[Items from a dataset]
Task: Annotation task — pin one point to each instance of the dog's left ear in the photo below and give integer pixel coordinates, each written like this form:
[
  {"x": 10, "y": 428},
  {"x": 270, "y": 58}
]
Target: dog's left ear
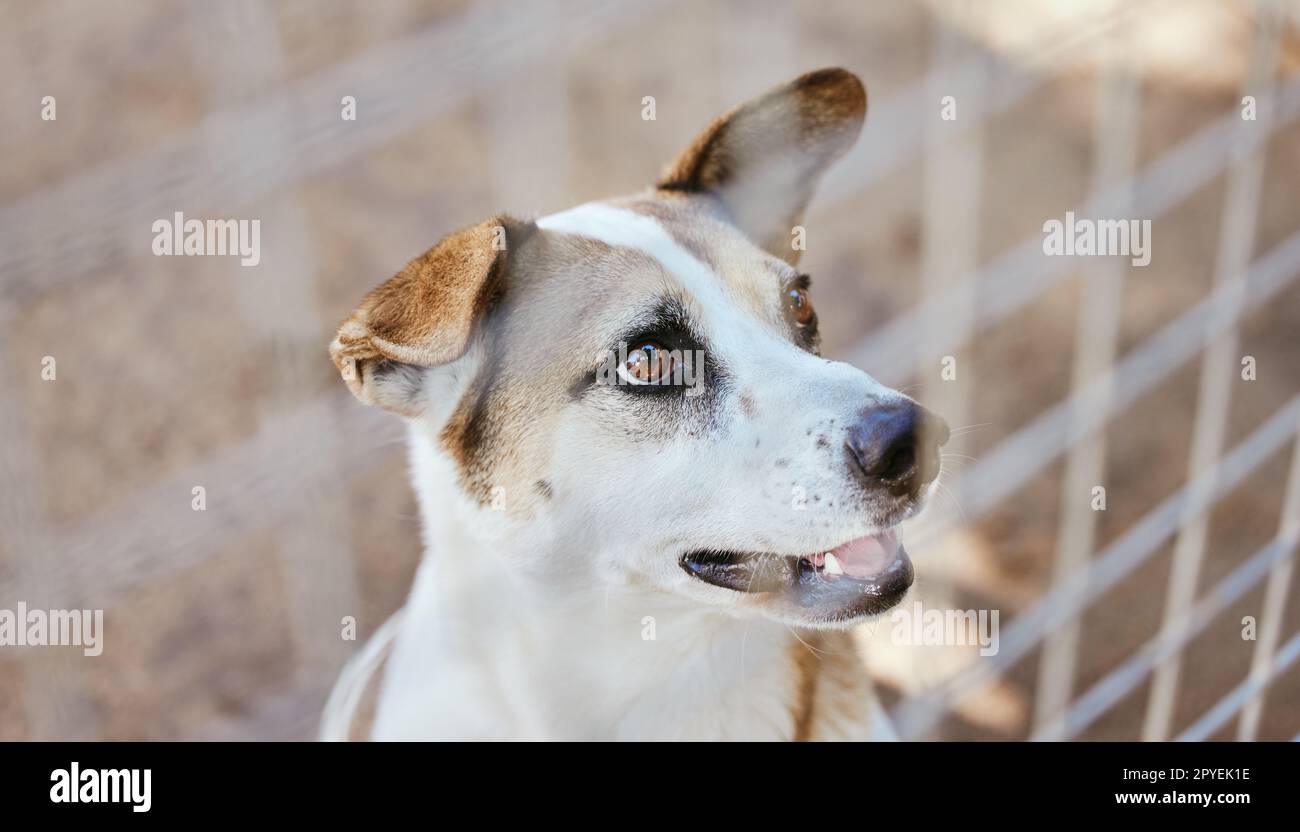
[
  {"x": 763, "y": 157},
  {"x": 427, "y": 315}
]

> WORK ORDER: Images are to be skipped, and each line above is to be returned exactly.

> ANSWER SPACE:
Task: Annotation task — pin one point to each instance of the dog's left ear in the photo below and give integer pixel coordinates, each written like this form:
[
  {"x": 10, "y": 428},
  {"x": 270, "y": 58}
]
Target: dog's left ear
[
  {"x": 763, "y": 157},
  {"x": 427, "y": 315}
]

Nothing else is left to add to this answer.